**EXERCISE GOAL:** All of the data should be restated word for word.
EXTRACTED DATA Start Marker
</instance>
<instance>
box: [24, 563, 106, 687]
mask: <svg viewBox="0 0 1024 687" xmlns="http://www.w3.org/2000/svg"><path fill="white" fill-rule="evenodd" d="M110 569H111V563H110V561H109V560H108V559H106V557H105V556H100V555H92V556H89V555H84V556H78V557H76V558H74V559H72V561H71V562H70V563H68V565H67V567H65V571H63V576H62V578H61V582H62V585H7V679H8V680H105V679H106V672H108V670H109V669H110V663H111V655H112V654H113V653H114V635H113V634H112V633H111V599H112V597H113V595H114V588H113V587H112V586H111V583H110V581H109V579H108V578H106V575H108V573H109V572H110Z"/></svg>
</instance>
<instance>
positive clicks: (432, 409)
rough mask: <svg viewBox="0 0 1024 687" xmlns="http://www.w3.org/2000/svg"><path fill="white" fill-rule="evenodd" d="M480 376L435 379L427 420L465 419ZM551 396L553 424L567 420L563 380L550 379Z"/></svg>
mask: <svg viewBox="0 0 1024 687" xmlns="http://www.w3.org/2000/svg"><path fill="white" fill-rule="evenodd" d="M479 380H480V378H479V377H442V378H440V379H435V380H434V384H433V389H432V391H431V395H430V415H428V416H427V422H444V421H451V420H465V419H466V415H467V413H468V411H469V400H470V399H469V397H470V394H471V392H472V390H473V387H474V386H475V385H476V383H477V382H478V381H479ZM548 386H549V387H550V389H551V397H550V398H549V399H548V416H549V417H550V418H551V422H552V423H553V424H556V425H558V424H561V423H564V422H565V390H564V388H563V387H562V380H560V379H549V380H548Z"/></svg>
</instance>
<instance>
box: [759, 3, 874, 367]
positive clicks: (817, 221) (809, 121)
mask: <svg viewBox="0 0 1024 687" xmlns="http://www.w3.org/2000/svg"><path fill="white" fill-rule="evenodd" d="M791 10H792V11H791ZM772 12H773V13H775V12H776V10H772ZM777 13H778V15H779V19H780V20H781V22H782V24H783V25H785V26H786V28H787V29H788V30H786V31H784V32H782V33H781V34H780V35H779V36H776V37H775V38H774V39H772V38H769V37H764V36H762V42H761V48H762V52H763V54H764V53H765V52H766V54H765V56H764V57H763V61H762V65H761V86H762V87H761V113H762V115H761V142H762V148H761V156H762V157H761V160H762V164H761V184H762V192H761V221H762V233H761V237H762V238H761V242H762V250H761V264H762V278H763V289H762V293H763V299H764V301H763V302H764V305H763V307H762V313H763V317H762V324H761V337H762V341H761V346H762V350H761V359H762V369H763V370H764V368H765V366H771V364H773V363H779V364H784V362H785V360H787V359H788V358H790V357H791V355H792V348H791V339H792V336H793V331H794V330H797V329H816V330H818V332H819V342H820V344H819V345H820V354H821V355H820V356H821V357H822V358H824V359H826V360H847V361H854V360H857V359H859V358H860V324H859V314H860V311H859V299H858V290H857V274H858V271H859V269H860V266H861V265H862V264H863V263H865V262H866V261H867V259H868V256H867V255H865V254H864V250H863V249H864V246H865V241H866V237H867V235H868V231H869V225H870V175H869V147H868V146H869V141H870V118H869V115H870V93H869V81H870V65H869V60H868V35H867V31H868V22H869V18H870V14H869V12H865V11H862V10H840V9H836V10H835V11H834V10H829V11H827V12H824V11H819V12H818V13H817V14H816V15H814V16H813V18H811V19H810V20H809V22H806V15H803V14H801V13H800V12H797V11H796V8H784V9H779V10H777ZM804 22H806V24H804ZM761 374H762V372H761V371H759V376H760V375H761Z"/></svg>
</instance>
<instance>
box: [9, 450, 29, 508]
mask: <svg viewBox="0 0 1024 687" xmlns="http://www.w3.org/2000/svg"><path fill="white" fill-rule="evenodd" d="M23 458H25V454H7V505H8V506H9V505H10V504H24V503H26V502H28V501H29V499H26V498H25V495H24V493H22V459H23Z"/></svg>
EXTRACTED DATA End Marker
**RESPONSE FOR THIS EXERCISE:**
</instance>
<instance>
box: [24, 563, 106, 687]
mask: <svg viewBox="0 0 1024 687" xmlns="http://www.w3.org/2000/svg"><path fill="white" fill-rule="evenodd" d="M110 569H111V563H110V561H109V560H108V559H106V557H105V556H100V555H92V556H89V555H84V556H78V557H76V558H74V559H72V561H71V562H70V563H68V565H67V567H65V571H63V576H62V578H61V582H62V585H7V679H8V680H105V679H106V672H108V670H109V669H110V663H111V655H112V654H113V653H114V635H113V634H112V633H111V599H112V597H113V595H114V588H113V587H112V586H111V583H110V581H109V579H108V578H106V575H108V573H109V572H110Z"/></svg>
</instance>
<instance>
positive clicks: (432, 409)
rough mask: <svg viewBox="0 0 1024 687" xmlns="http://www.w3.org/2000/svg"><path fill="white" fill-rule="evenodd" d="M480 376L435 379L427 420L465 419ZM551 396L553 424L567 420L563 380L550 379Z"/></svg>
mask: <svg viewBox="0 0 1024 687" xmlns="http://www.w3.org/2000/svg"><path fill="white" fill-rule="evenodd" d="M479 380H480V378H479V377H442V378H440V379H435V380H434V384H433V389H432V391H431V395H430V415H428V416H427V422H444V421H451V420H465V419H466V415H467V413H468V411H469V400H470V399H469V397H470V394H471V392H472V390H473V387H474V386H475V385H476V383H477V382H478V381H479ZM548 386H549V387H550V389H551V397H550V398H549V399H548V416H549V417H550V418H551V422H552V423H553V424H556V425H558V424H561V423H564V422H565V390H564V388H563V387H562V380H560V379H549V380H548Z"/></svg>
</instance>
<instance>
box: [759, 3, 874, 367]
positive clicks: (817, 221) (809, 121)
mask: <svg viewBox="0 0 1024 687" xmlns="http://www.w3.org/2000/svg"><path fill="white" fill-rule="evenodd" d="M791 10H792V11H791ZM772 12H773V13H775V12H776V10H772ZM777 13H778V15H779V19H780V20H781V22H782V24H783V25H785V26H786V28H787V29H788V30H786V31H784V32H782V33H781V34H780V35H779V36H776V37H775V38H774V39H772V38H769V37H764V36H762V42H761V48H762V52H763V54H764V53H765V52H766V54H765V56H764V57H763V61H762V65H761V86H762V87H761V113H762V115H761V142H762V148H761V156H762V157H761V160H762V164H761V184H762V192H761V221H762V233H761V237H762V238H761V242H762V250H761V264H762V278H763V289H762V293H763V299H764V301H763V302H764V305H763V307H762V313H763V317H762V324H761V337H762V341H761V346H762V350H761V359H762V369H763V370H764V368H765V366H771V364H773V363H779V364H784V362H785V360H787V359H788V358H790V357H791V355H792V348H791V339H792V336H793V331H794V330H797V329H816V330H818V332H819V342H820V344H819V345H820V354H821V355H820V356H821V357H822V358H824V359H826V360H847V361H854V360H857V359H859V358H860V324H859V314H860V311H859V299H858V290H857V274H858V271H859V269H860V266H861V265H862V264H863V263H865V262H866V261H867V259H868V256H867V255H865V254H864V250H863V249H864V246H865V241H866V237H867V235H868V231H869V225H870V175H869V147H868V146H869V141H870V118H869V115H870V93H869V81H870V65H869V60H868V35H867V31H868V22H869V18H870V14H869V12H865V11H862V10H840V9H836V10H835V11H834V10H829V11H827V12H824V11H819V12H818V13H817V14H816V15H814V16H813V18H811V19H810V20H809V22H806V15H803V14H801V13H800V12H797V11H796V8H784V9H779V10H777ZM804 22H806V24H804ZM761 374H762V372H761V371H759V376H760V375H761Z"/></svg>
</instance>
<instance>
box: [9, 450, 29, 508]
mask: <svg viewBox="0 0 1024 687" xmlns="http://www.w3.org/2000/svg"><path fill="white" fill-rule="evenodd" d="M23 458H25V454H7V505H8V506H9V505H10V504H24V503H26V502H28V501H29V499H26V498H25V495H24V493H22V459H23Z"/></svg>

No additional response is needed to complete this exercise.